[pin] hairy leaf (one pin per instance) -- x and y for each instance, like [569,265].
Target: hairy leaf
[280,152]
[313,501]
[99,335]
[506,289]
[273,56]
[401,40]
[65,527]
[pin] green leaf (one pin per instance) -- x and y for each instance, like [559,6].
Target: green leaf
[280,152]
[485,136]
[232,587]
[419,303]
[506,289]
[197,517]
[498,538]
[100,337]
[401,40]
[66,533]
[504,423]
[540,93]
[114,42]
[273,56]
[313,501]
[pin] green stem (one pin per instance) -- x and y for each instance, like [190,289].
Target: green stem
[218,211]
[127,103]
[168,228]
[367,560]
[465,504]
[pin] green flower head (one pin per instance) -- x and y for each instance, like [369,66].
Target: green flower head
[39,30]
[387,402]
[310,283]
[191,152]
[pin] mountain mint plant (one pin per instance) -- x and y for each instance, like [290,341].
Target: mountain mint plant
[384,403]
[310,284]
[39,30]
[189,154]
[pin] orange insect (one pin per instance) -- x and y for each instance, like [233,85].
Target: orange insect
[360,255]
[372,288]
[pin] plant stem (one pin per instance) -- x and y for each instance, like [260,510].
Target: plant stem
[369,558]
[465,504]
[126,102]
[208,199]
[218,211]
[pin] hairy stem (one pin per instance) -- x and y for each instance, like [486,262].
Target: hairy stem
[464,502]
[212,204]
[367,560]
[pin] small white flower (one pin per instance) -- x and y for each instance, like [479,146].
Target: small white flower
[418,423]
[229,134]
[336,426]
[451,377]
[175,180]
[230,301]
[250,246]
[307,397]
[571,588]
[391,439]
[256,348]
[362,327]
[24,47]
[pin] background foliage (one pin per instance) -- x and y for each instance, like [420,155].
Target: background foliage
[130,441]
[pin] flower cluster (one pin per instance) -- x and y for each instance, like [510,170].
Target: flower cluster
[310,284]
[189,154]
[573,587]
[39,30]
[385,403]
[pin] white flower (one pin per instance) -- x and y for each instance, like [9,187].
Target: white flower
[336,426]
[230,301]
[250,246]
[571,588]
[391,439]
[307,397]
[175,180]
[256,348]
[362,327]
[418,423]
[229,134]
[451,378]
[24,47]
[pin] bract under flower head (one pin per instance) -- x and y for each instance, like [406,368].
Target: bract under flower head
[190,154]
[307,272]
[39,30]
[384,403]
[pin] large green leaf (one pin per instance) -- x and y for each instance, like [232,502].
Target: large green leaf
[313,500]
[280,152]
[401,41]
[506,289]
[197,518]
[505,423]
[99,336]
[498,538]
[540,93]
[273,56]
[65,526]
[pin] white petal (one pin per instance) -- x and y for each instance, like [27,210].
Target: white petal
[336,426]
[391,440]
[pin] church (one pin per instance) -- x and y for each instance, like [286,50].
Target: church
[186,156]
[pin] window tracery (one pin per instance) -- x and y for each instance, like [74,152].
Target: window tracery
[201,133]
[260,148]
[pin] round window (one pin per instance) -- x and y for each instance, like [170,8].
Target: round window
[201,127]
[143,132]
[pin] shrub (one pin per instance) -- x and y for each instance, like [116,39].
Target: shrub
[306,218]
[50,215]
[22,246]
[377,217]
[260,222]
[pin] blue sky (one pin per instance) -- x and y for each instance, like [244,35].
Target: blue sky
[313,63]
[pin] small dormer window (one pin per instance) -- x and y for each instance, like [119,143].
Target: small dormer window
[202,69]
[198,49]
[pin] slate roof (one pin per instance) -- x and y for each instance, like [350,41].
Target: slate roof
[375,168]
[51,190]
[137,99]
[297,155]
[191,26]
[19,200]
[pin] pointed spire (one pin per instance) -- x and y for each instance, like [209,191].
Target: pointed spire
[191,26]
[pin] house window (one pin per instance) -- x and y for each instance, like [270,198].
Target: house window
──────────────────────────────
▶ _Exercise prompt_
Every entry needs to be retyped exactly.

▶ _Reply to the exercise_
[pin] hairy leaf (one pin per instance) -- x and y for each instance, like [569,265].
Target: hairy leaf
[280,152]
[313,501]
[99,335]
[506,289]
[273,56]
[401,40]
[65,527]
[pin] green leaf (one pin per instance) -- x and y for each instance, like [559,6].
Target: green leaf
[280,152]
[485,136]
[232,587]
[419,303]
[506,289]
[197,517]
[498,538]
[100,337]
[401,40]
[66,533]
[504,423]
[540,93]
[114,42]
[273,56]
[313,501]
[pin] green stem (one pin per instance) -- x and y for each instance, like [190,289].
Target: green stem
[218,211]
[127,103]
[168,228]
[367,560]
[465,504]
[pin] green flower head (one pin per instance) -- x and y for each instance, like [369,66].
Target: green flower head
[39,30]
[387,402]
[310,283]
[191,152]
[pin] mountain mint plant (one pin per instance) -- x and y for each instance, like [290,341].
Target: mountain mint plant
[384,403]
[310,284]
[39,30]
[189,154]
[pin] orange insect (one pin per instance) -- x and y for each instance, like [233,85].
Target: orange insect
[360,255]
[372,288]
[pin] plant stem (one pin per instance) -- x and y for each instance, like [260,510].
Target: plant stem
[369,558]
[465,504]
[126,102]
[208,199]
[218,211]
[pin] hairy stem (one pin per instance) -- x and y for each instance, like [486,262].
Target: hairy stem
[464,502]
[212,204]
[367,560]
[pin] small white flower (one pin per instance) -- x and y for each instance, like [479,146].
Target: small white flower
[418,423]
[229,134]
[336,426]
[451,377]
[175,180]
[230,301]
[250,246]
[307,397]
[571,588]
[391,439]
[256,348]
[362,327]
[24,47]
[pin] background foliage (one pin per instance) -- x and y for each instance, like [420,155].
Target: background foliage
[130,441]
[pin] flower cluster (one pin per instance) -- x and y for each instance, like [510,170].
Target: flower cluster
[310,284]
[189,154]
[573,587]
[39,30]
[385,403]
[pin] white flower (one pin per instance) -- x and y for each instance, like [9,187].
Target: white flower
[336,426]
[230,301]
[250,246]
[571,588]
[391,439]
[307,397]
[175,180]
[256,348]
[362,327]
[418,423]
[229,134]
[451,378]
[24,47]
[pin] bract under flower head (one pin per instance) -- x and y for each instance, like [406,368].
Target: bract under flower head
[190,154]
[307,272]
[39,30]
[384,403]
[pin] large green leaf (one pin per instance) -- x and y for each instance, like [232,502].
Target: large green leaf
[313,500]
[280,152]
[401,41]
[506,289]
[197,518]
[505,423]
[99,336]
[498,538]
[540,93]
[273,56]
[65,526]
[pin] white petal (one pin per instance) -- x and y for each instance, like [27,210].
Target: white petal
[336,426]
[391,440]
[pin] church (one pin per instance) -- x and y for each instance, like [286,50].
Target: church
[186,156]
[pin] window tracery (one pin per instance) -- x and y for each instance, like [74,152].
Target: window tracery
[201,133]
[260,148]
[pin] round window (one pin per instance) -- x and y for each instance, like [170,8].
Target: round window
[201,127]
[143,132]
[pin] shrub (one pin per instance) -- x and y for each instance, like [116,39].
Target: shrub
[306,218]
[50,215]
[22,246]
[377,217]
[260,222]
[pin] blue sky (one pin per instance) -- x and y for each instance, like [244,35].
Target: blue sky
[313,63]
[pin] small dormer window (one pin per instance) -- x and y for each instance, like [119,143].
Target: small dormer window
[202,69]
[198,49]
[pin] slate roof (one pin per instance) -- x and y for each instance, like [350,41].
Target: slate roof
[375,168]
[51,190]
[137,99]
[297,155]
[191,26]
[19,200]
[pin] pointed spire (one pin per instance) -- x and y for each instance, like [209,191].
Target: pointed spire
[191,26]
[pin] house window (one pin per instance) -- x and y for each instance, like [270,198].
Target: house window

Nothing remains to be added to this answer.